■ WHAT IS REQUIRED ■
Each line from the one containing "bottom-right (802, 593)" through the last line of the material below is to be transcribed exactly, with nothing else included.
***** MATERIAL FOR THIS TASK *****
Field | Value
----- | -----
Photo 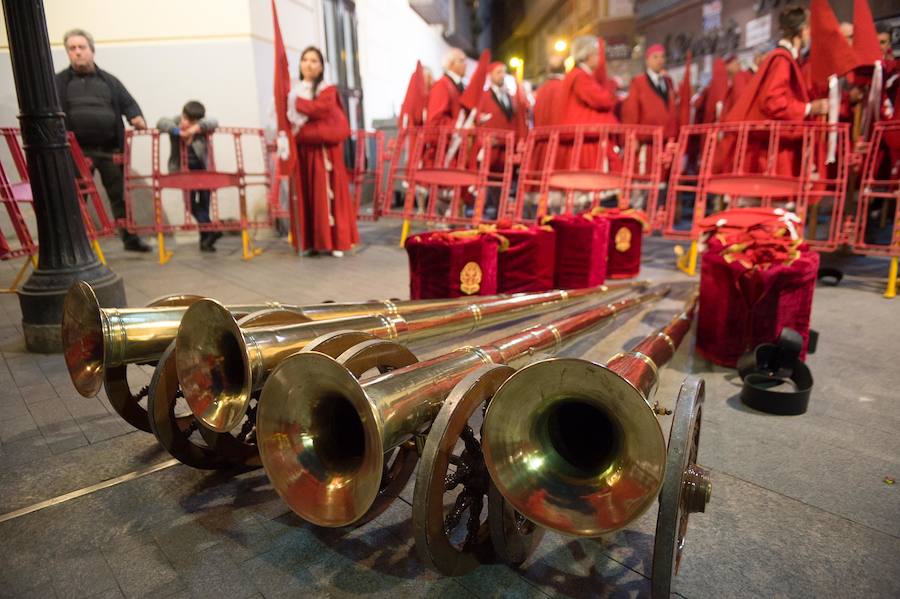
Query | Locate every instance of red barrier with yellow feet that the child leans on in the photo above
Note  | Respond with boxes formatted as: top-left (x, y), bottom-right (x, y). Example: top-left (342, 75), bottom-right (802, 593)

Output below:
top-left (124, 127), bottom-right (272, 264)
*****
■ EXERCISE ANSWER ■
Note  | Respond with boxes formatted as: top-left (x, y), bottom-right (x, y). Example: top-left (342, 75), bottom-right (802, 593)

Output below:
top-left (124, 127), bottom-right (272, 264)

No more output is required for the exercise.